TASK TO CARRY OUT:
Extend the forum thread about why Australian institutional investors keep beating the index, picking up right after its last line.

So, these results stand in the US and just about everywhere else.  But they do not hold in Australia?  Well, the small cap value premium exists.  But I'm just talking about transfer of wealth defined as pure alpha - which is the thing that Baupost/Klarman is talking about. The market is sub zero-sum in terms of transfers. So that's the puzzling part.  I agree with Baupost and what you are saying.  But if it is true, why then are Aust insto doing so well vs index across the spectrum of cap? I don't get it.  This result does not line up with Baupost/Klarman's thesis which I also subscribe to. That's why I am so puzzled. It is a puzzle that no-one that I know of has explained well although some postulates have been put up.  In large cap, examination of tick level data shows that the patsy is foreign insto.  Retail does alright.  They get routinely wrong footed.  But why do they stay so stupid (partly it is the thesis above, but also the kinds of stocks they hold and the way they mis-time their market movements)?  But as you go down the cap spectrum, this also ceases to become a viable response because the ownership habitat changes - if insto is doing very well on average - who is the patsy in this market?  Because it isn't insto. It's foreign insto in large cap, but it is not likely to be that as we move to smalls and micro - they are not active there.  However, since retail does alright in large (for reasons other than alpha directional plays, I would add) I am not currently prepared to say it is retail and think I am missing something.  But all roads presently lead there by tautology.  

Hence the question.  I don't know the answer and it seems to defy the postulates you have just added - which I agree with also.  Something is exceptional about the Australian market that seems to favour domestic insto.  So if the theory doesn't hold against the outcome...we need to look some more.  And these results have held for decades.

Do you have a view?


----------



## sinner (6 May 2014)

ENTRIES SHOWN:
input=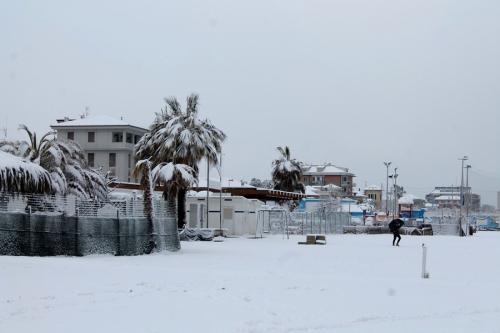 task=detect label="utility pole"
[394,168,399,218]
[207,156,210,228]
[384,162,392,217]
[219,148,222,231]
[458,156,468,236]
[465,164,472,223]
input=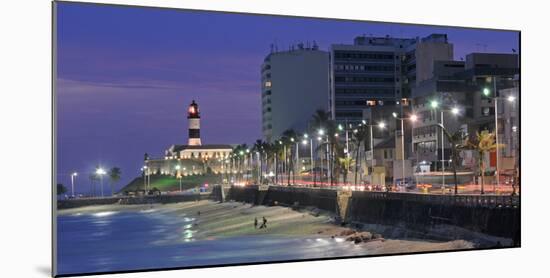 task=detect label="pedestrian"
[260,216,267,229]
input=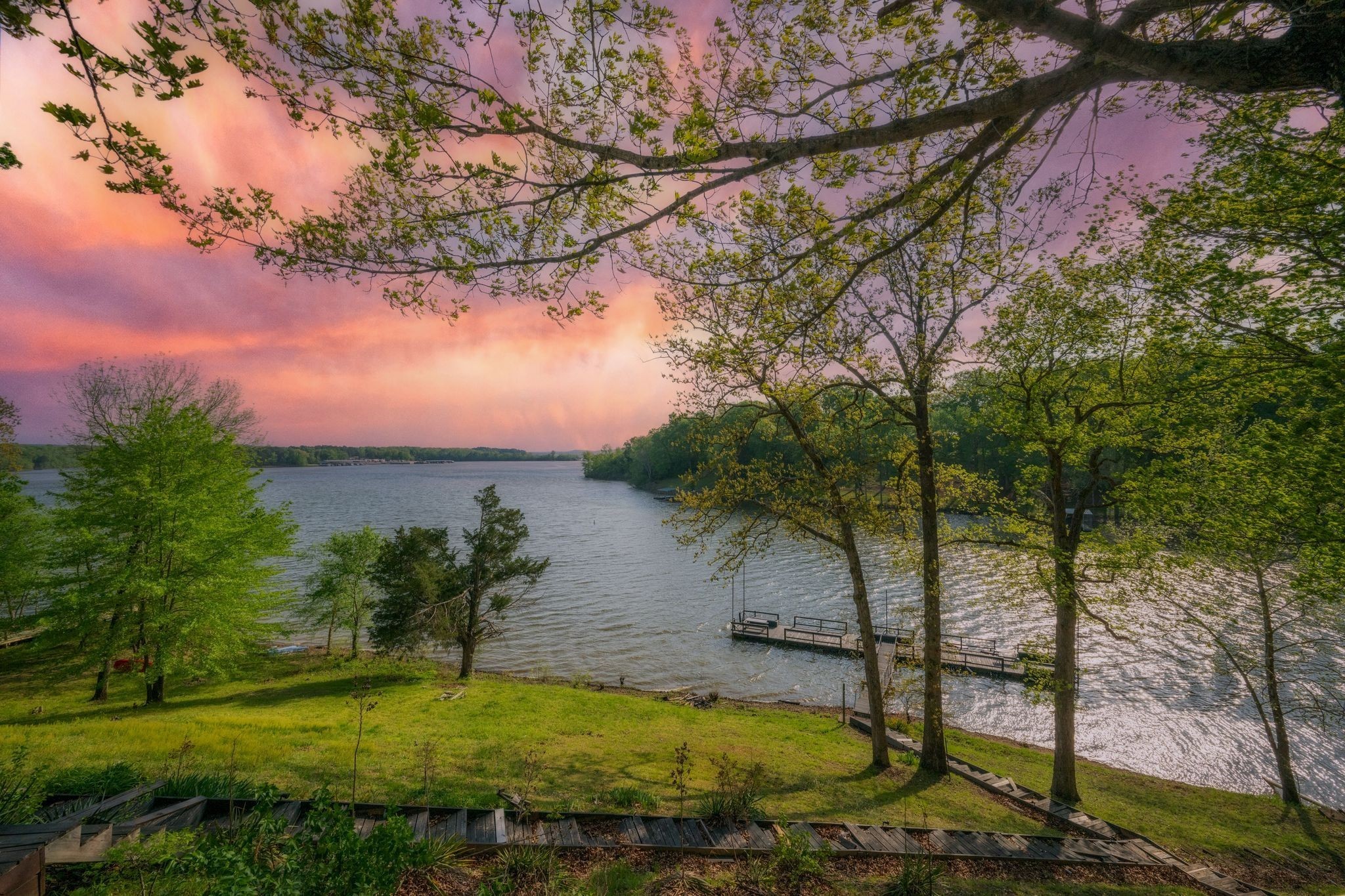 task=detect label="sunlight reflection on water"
[26,462,1345,805]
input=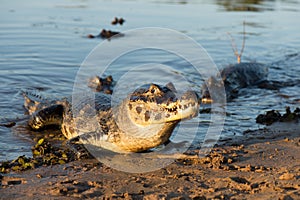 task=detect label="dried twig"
[227,22,246,63]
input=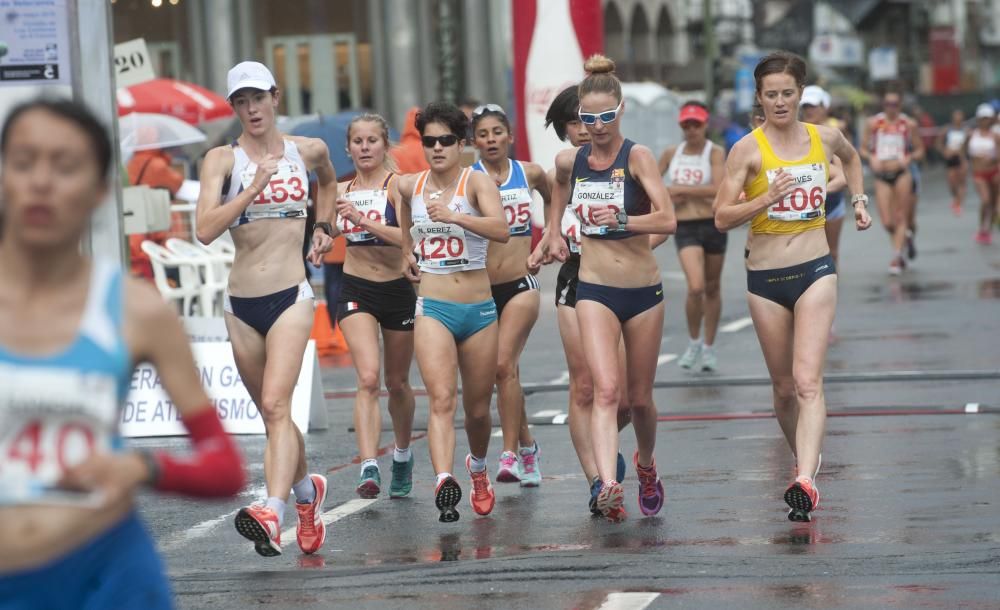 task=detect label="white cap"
[226,61,278,99]
[799,85,830,108]
[976,102,997,119]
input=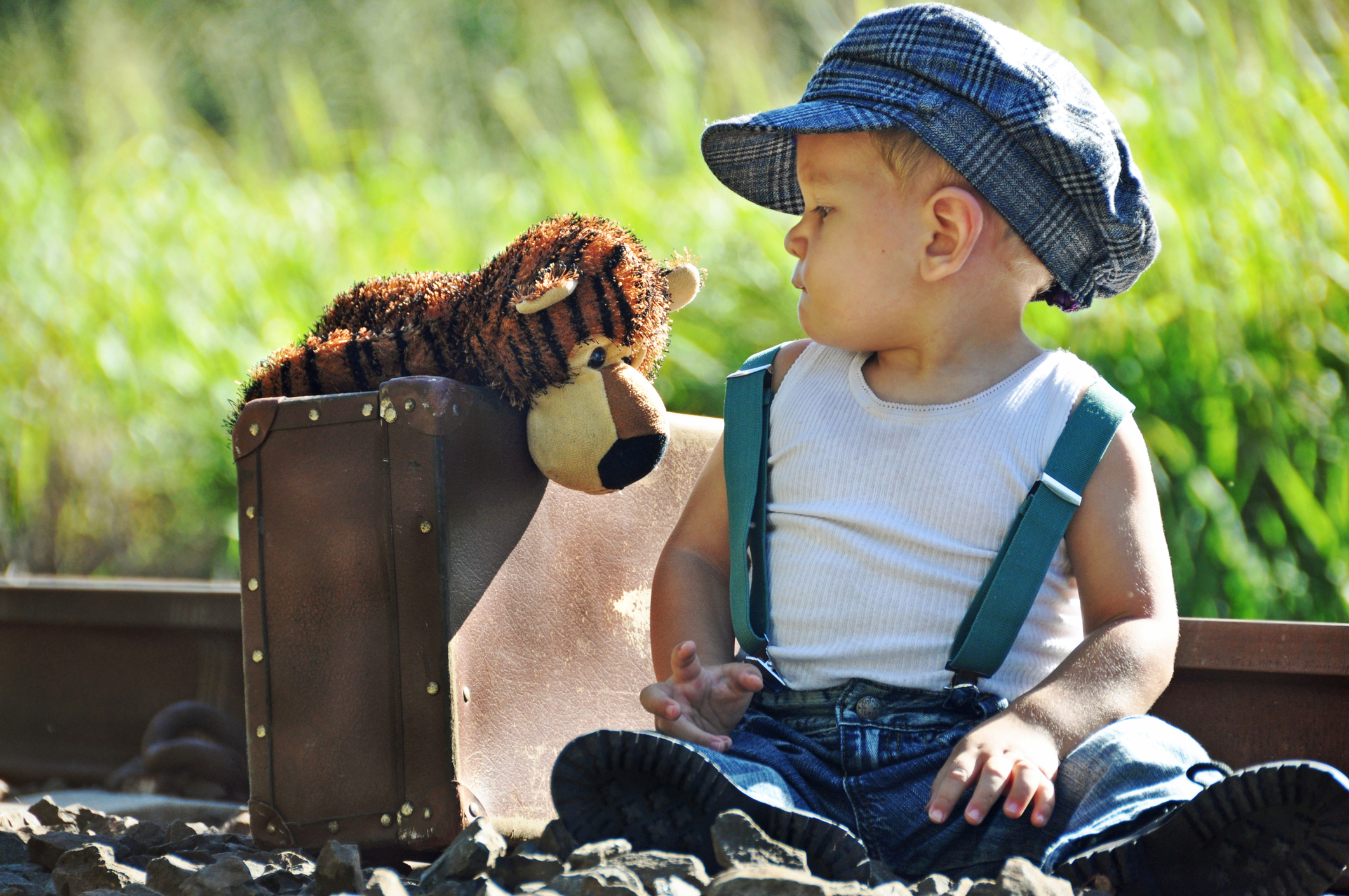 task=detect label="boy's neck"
[862,306,1044,405]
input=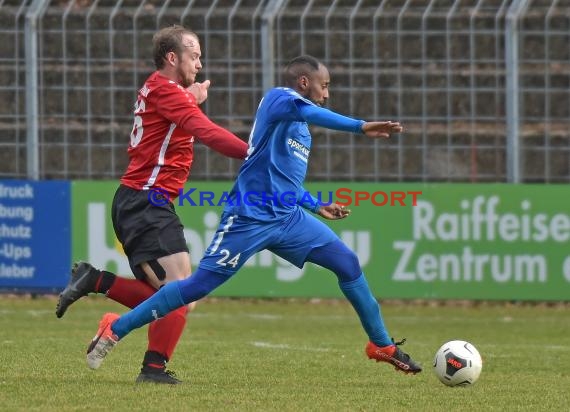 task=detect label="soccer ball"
[433,340,483,386]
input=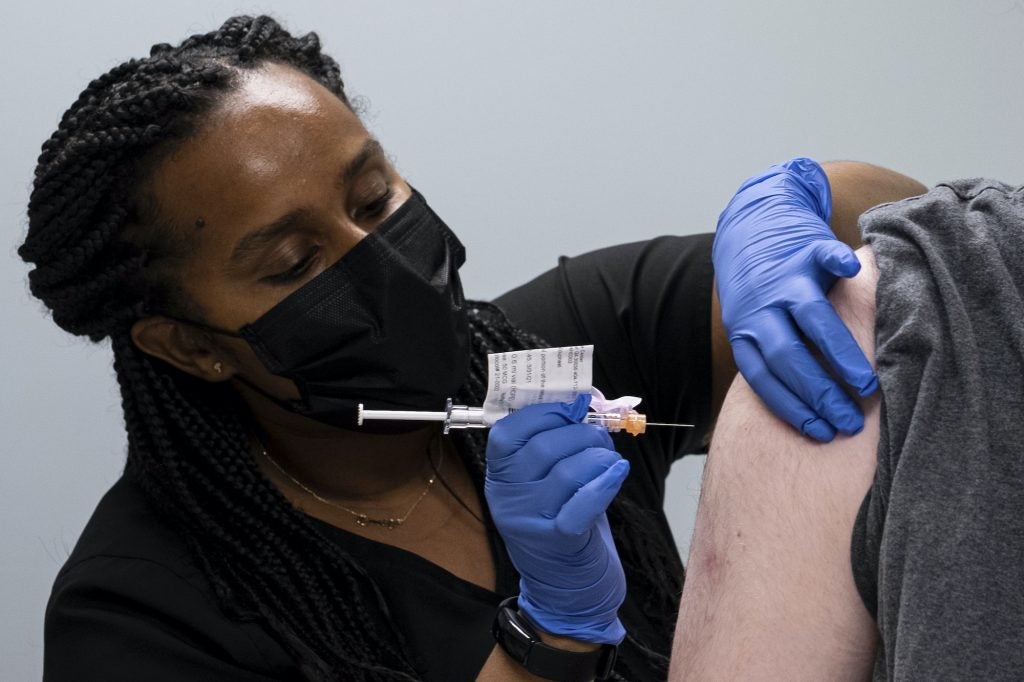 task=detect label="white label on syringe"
[483,345,594,424]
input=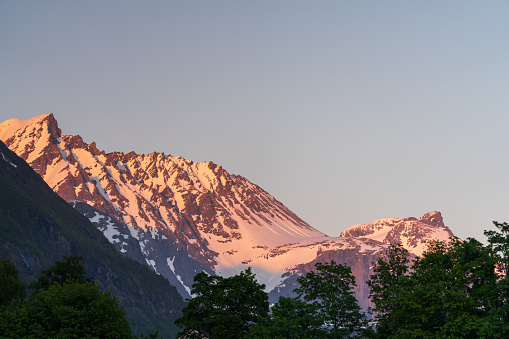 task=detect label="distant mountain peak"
[340,211,454,255]
[0,114,452,307]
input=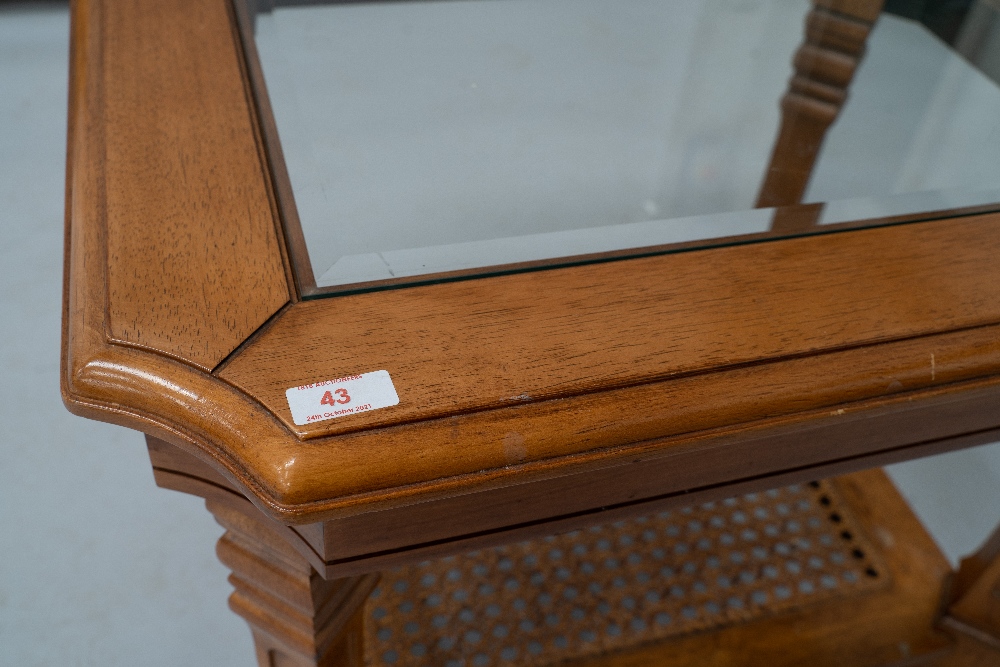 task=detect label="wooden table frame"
[62,0,1000,650]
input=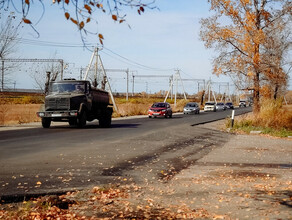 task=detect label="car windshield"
[49,82,85,93]
[151,103,165,108]
[186,103,196,107]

OUTPUT FOR THIS TASK:
> So, these results stand in the US and just about everywhere else.  But they do not hold in Australia?  Well, the small cap value premium exists.  But I'm just talking about transfer of wealth defined as pure alpha - which is the thing that Baupost/Klarman is talking about. The market is sub zero-sum in terms of transfers. So that's the puzzling part.  I agree with Baupost and what you are saying.  But if it is true, why then are Aust insto doing so well vs index across the spectrum of cap? I don't get it.  This result does not line up with Baupost/Klarman's thesis which I also subscribe to. That's why I am so puzzled. It is a puzzle that no-one that I know of has explained well although some postulates have been put up.  In large cap, examination of tick level data shows that the patsy is foreign insto.  Retail does alright.  They get routinely wrong footed.  But why do they stay so stupid (partly it is the thesis above, but also the kinds of stocks they hold and the way they mis-time their market movements)?  But as you go down the cap spectrum, this also ceases to become a viable response because the ownership habitat changes - if insto is doing very well on average - who is the patsy in this market?  Because it isn't insto. It's foreign insto in large cap, but it is not likely to be that as we move to smalls and micro - they are not active there.  However, since retail does alright in large (for reasons other than alpha directional plays, I would add) I am not currently prepared to say it is retail and think I am missing something.  But all roads presently lead there by tautology.
> 
> Hence the question.  I don't know the answer and it seems to defy the postulates you have just added - which I agree with also.  Something is exceptional about the Australian market that seems to favour domestic insto.  So if the theory doesn't hold against the outcome...we need to look some more.  And these results have held for decades.




I am not sure I understand what you're saying here?

There is this question: 



> why then are Aust insto doing so well vs index across the spectrum of cap?




Given the appropriate data you should be able to answer this question with a Principal Component Analysis, i.e. define a bunch of fundamental factor return paths and find which (or combination of which) have the explanatory power against the insto return paths. 

But I would ask:

* Which index is the benchmark (XAO or XJO)?
* Which instos do you include and exclude from this statement? 
* Are they actually outpeforming on a Sharpe/Sortino ratio basis?

But also you seem to be asking another question about why certain market cap quantiles might outperform others?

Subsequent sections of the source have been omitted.